Please print the listing that follows word for word, but skip any pictures it holds.

* [Given records]:
- - - - - - -

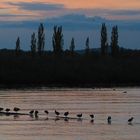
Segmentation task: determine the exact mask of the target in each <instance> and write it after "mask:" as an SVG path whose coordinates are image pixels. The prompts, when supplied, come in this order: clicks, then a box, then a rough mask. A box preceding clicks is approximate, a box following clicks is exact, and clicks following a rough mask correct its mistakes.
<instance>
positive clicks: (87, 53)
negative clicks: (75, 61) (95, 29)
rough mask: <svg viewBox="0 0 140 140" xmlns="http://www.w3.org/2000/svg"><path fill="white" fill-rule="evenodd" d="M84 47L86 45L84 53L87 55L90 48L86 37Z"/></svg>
mask: <svg viewBox="0 0 140 140" xmlns="http://www.w3.org/2000/svg"><path fill="white" fill-rule="evenodd" d="M85 45H86V50H85V52H86V54H89V50H90V48H89V37H87V39H86V43H85Z"/></svg>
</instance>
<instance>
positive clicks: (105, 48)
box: [101, 23, 108, 56]
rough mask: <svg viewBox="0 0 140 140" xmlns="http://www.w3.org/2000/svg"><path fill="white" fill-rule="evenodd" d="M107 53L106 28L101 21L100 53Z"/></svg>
mask: <svg viewBox="0 0 140 140" xmlns="http://www.w3.org/2000/svg"><path fill="white" fill-rule="evenodd" d="M107 53H108V43H107V28H106V25H105V23H103V24H102V28H101V55H102V56H105V55H106V54H107Z"/></svg>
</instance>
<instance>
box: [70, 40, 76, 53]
mask: <svg viewBox="0 0 140 140" xmlns="http://www.w3.org/2000/svg"><path fill="white" fill-rule="evenodd" d="M74 49H75V41H74V38H72V39H71V44H70V52H71V54H72V55H73V54H74Z"/></svg>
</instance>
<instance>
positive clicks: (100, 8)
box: [0, 0, 140, 49]
mask: <svg viewBox="0 0 140 140" xmlns="http://www.w3.org/2000/svg"><path fill="white" fill-rule="evenodd" d="M40 22H43V23H44V24H45V26H46V30H47V35H46V39H50V40H51V36H52V31H51V30H52V28H53V27H52V26H53V25H55V24H59V25H63V27H64V29H65V40H66V41H65V44H66V46H68V44H69V42H70V39H71V38H72V37H75V38H76V39H77V44H78V45H77V46H78V49H80V46H82V45H83V44H84V43H83V42H82V43H81V44H80V42H81V39H80V37H79V34H80V35H81V33H82V37H81V38H86V37H87V36H89V37H90V38H91V46H93V45H94V47H99V43H98V42H99V41H100V35H99V32H100V25H101V24H102V23H103V22H107V25H108V28H109V29H108V31H109V32H111V27H112V26H113V25H116V24H117V25H118V26H119V29H120V30H119V31H120V32H119V33H120V36H121V39H120V44H121V46H124V47H127V48H136V49H137V48H138V49H140V46H139V44H140V42H139V40H140V39H139V38H138V36H140V0H0V43H2V47H7V48H13V47H14V43H15V40H16V37H17V36H21V38H22V42H23V46H24V47H23V48H24V49H27V47H26V44H27V43H28V44H29V43H30V41H29V38H30V34H31V33H32V32H33V31H35V28H36V29H37V28H38V25H39V23H40ZM33 27H34V28H33ZM91 29H92V30H91ZM80 31H81V32H80ZM27 35H28V38H27ZM93 36H94V37H93ZM7 38H9V40H8V41H6V39H7ZM126 39H127V40H128V41H127V42H125V41H126ZM108 40H109V39H108ZM5 41H6V42H5ZM93 42H94V43H93ZM11 44H12V45H11ZM46 45H48V46H51V42H49V43H48V42H47V43H46ZM28 46H29V45H28ZM83 46H84V45H83Z"/></svg>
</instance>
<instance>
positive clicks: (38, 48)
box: [38, 23, 45, 55]
mask: <svg viewBox="0 0 140 140" xmlns="http://www.w3.org/2000/svg"><path fill="white" fill-rule="evenodd" d="M44 46H45V33H44V25H43V24H42V23H41V24H40V26H39V28H38V53H39V55H41V54H42V53H43V51H44Z"/></svg>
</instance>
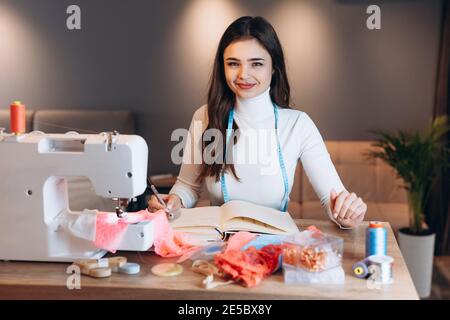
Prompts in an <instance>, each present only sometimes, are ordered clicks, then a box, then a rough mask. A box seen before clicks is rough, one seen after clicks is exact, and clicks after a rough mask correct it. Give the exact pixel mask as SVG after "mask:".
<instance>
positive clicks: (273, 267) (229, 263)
mask: <svg viewBox="0 0 450 320" xmlns="http://www.w3.org/2000/svg"><path fill="white" fill-rule="evenodd" d="M254 238H255V235H254V234H251V233H249V232H238V233H236V234H234V235H233V236H232V237H231V238H230V240H229V241H228V245H227V248H226V249H225V251H224V252H223V253H218V254H217V255H216V256H215V257H214V263H215V264H216V265H217V266H218V268H219V270H220V271H222V272H223V273H224V274H225V275H226V276H227V277H228V278H231V279H233V280H234V281H238V282H241V283H242V284H243V285H244V286H246V287H254V286H256V285H257V284H259V283H260V282H261V281H262V279H264V278H265V277H267V276H268V275H270V274H271V273H272V272H273V271H275V270H276V268H277V266H278V260H279V256H280V254H281V251H282V246H281V245H272V244H270V245H267V246H264V247H263V248H261V250H257V249H256V248H255V247H253V246H252V247H249V248H248V249H246V250H244V251H241V248H242V247H243V246H244V245H245V244H247V243H248V242H249V241H251V240H253V239H254Z"/></svg>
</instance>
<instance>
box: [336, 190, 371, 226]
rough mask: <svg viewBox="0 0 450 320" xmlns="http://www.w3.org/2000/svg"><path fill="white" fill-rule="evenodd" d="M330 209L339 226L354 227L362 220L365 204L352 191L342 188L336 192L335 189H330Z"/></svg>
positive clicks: (359, 222)
mask: <svg viewBox="0 0 450 320" xmlns="http://www.w3.org/2000/svg"><path fill="white" fill-rule="evenodd" d="M330 209H331V213H332V215H333V218H334V219H335V220H336V221H337V222H338V223H339V224H340V225H341V226H343V227H346V228H355V227H357V226H358V225H359V224H360V223H361V221H363V220H364V216H365V214H366V211H367V205H366V204H365V203H364V201H363V200H362V199H361V198H360V197H358V196H357V195H356V194H355V193H354V192H352V193H349V192H348V191H346V190H344V191H341V192H340V193H339V194H337V193H336V190H334V189H331V193H330Z"/></svg>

- - - - - - -

* [Task output]:
Segmentation task: determine the exact mask of the target in each <instance> and write it after "mask:" as an SVG path whose coordinates are image pixels. The prompts, when supplied, come in this order: clicks, then a box, then a rough mask. A box preceding clicks is approximate, a box following clicks is exact, and clicks following a rough mask correct its mistakes.
<instance>
positive clicks: (87, 53)
negative clicks: (75, 61) (95, 29)
rough mask: <svg viewBox="0 0 140 140" xmlns="http://www.w3.org/2000/svg"><path fill="white" fill-rule="evenodd" d="M84 47L86 45L84 53L87 55L90 48L86 37Z"/></svg>
mask: <svg viewBox="0 0 140 140" xmlns="http://www.w3.org/2000/svg"><path fill="white" fill-rule="evenodd" d="M85 45H86V50H85V52H86V54H89V50H90V48H89V37H87V39H86V43H85Z"/></svg>
</instance>
<instance>
positive clicks: (105, 48)
box: [101, 23, 108, 56]
rough mask: <svg viewBox="0 0 140 140" xmlns="http://www.w3.org/2000/svg"><path fill="white" fill-rule="evenodd" d="M107 53L106 28L101 21L100 53Z"/></svg>
mask: <svg viewBox="0 0 140 140" xmlns="http://www.w3.org/2000/svg"><path fill="white" fill-rule="evenodd" d="M107 53H108V43H107V28H106V25H105V23H103V24H102V28H101V55H102V56H105V55H106V54H107Z"/></svg>
</instance>
<instance>
box: [70, 40, 76, 53]
mask: <svg viewBox="0 0 140 140" xmlns="http://www.w3.org/2000/svg"><path fill="white" fill-rule="evenodd" d="M74 49H75V41H74V38H72V39H71V44H70V52H71V54H72V55H73V54H74Z"/></svg>
</instance>
<instance>
positive clicks: (100, 8)
box: [0, 0, 140, 49]
mask: <svg viewBox="0 0 140 140" xmlns="http://www.w3.org/2000/svg"><path fill="white" fill-rule="evenodd" d="M40 22H43V23H44V24H45V26H46V30H47V35H46V39H50V40H51V36H52V31H51V30H52V28H53V27H52V26H53V25H55V24H59V25H63V27H64V29H65V40H66V41H65V44H66V46H68V44H69V42H70V39H71V38H72V37H75V38H76V39H77V44H78V45H77V46H78V49H80V46H82V45H83V44H84V43H83V42H82V43H81V44H80V42H81V39H80V37H79V34H80V35H81V33H82V37H81V38H86V37H87V36H89V37H90V38H91V46H93V45H94V47H99V43H98V42H99V41H100V35H99V32H100V25H101V24H102V23H103V22H107V25H108V28H109V29H108V31H109V32H111V27H112V26H113V25H116V24H117V25H118V26H119V29H120V30H119V31H120V32H119V33H120V36H121V39H120V44H121V46H124V47H127V48H136V49H137V48H138V49H140V46H139V44H140V42H139V40H140V39H139V38H138V36H140V0H0V43H2V47H7V48H13V47H14V43H15V40H16V37H17V36H21V38H22V42H23V46H24V47H23V48H24V49H27V47H26V44H27V43H28V44H29V43H30V41H29V38H30V34H31V33H32V32H33V31H35V28H36V29H37V28H38V25H39V23H40ZM33 27H34V28H33ZM91 29H92V30H91ZM80 31H81V32H80ZM27 35H28V38H27ZM93 36H94V37H93ZM7 38H9V40H8V41H6V39H7ZM126 39H127V40H128V41H127V42H125V41H126ZM108 40H109V39H108ZM5 41H6V42H5ZM93 42H94V43H93ZM11 44H12V45H11ZM46 45H48V46H51V42H49V43H48V42H47V43H46ZM28 46H29V45H28ZM83 46H84V45H83Z"/></svg>
</instance>
<instance>
positive clicks: (38, 48)
box: [38, 23, 45, 55]
mask: <svg viewBox="0 0 140 140" xmlns="http://www.w3.org/2000/svg"><path fill="white" fill-rule="evenodd" d="M44 46H45V33H44V25H43V24H42V23H41V24H40V26H39V28H38V53H39V55H41V54H42V53H43V51H44Z"/></svg>
</instance>
Prompts in an <instance>, each present only sometimes, are ordered clicks, then a box, then a rough mask. A box seen before clicks is rough, one seen after clicks is exact, and clicks after a rough mask correct it. Give the exact pixel mask as SVG after "mask:".
<instance>
positive clicks: (273, 267) (229, 263)
mask: <svg viewBox="0 0 450 320" xmlns="http://www.w3.org/2000/svg"><path fill="white" fill-rule="evenodd" d="M254 238H255V235H254V234H251V233H249V232H238V233H236V234H234V235H233V236H232V237H231V238H230V240H229V241H228V245H227V248H226V249H225V251H224V252H223V253H218V254H217V255H216V256H215V257H214V263H215V264H216V265H217V266H218V268H219V270H220V271H222V272H223V273H224V274H225V275H226V276H227V277H228V278H231V279H233V280H234V281H238V282H241V283H242V284H243V285H244V286H246V287H254V286H256V285H257V284H259V283H260V282H261V281H262V279H264V278H265V277H267V276H268V275H270V274H271V273H272V272H273V271H275V270H276V268H277V266H278V260H279V256H280V254H281V251H282V246H281V245H272V244H270V245H267V246H264V247H263V248H261V250H257V249H256V248H255V247H253V246H252V247H249V248H248V249H246V250H244V251H241V248H242V247H243V246H244V245H245V244H247V243H248V242H249V241H251V240H253V239H254Z"/></svg>
</instance>
<instance>
box: [336, 190, 371, 226]
rough mask: <svg viewBox="0 0 450 320" xmlns="http://www.w3.org/2000/svg"><path fill="white" fill-rule="evenodd" d="M330 209L339 226L354 227L362 220L365 204L352 191L342 188L336 192L335 189H330Z"/></svg>
positive clicks: (359, 222)
mask: <svg viewBox="0 0 450 320" xmlns="http://www.w3.org/2000/svg"><path fill="white" fill-rule="evenodd" d="M330 209H331V213H332V215H333V218H334V219H335V220H336V221H337V222H338V223H339V224H340V225H341V226H343V227H346V228H355V227H357V226H358V225H359V224H360V223H361V221H363V220H364V216H365V214H366V211H367V205H366V204H365V203H364V201H363V200H362V199H361V198H360V197H358V196H357V195H356V194H355V193H354V192H352V193H349V192H348V191H346V190H344V191H341V192H340V193H339V194H337V193H336V190H334V189H331V193H330Z"/></svg>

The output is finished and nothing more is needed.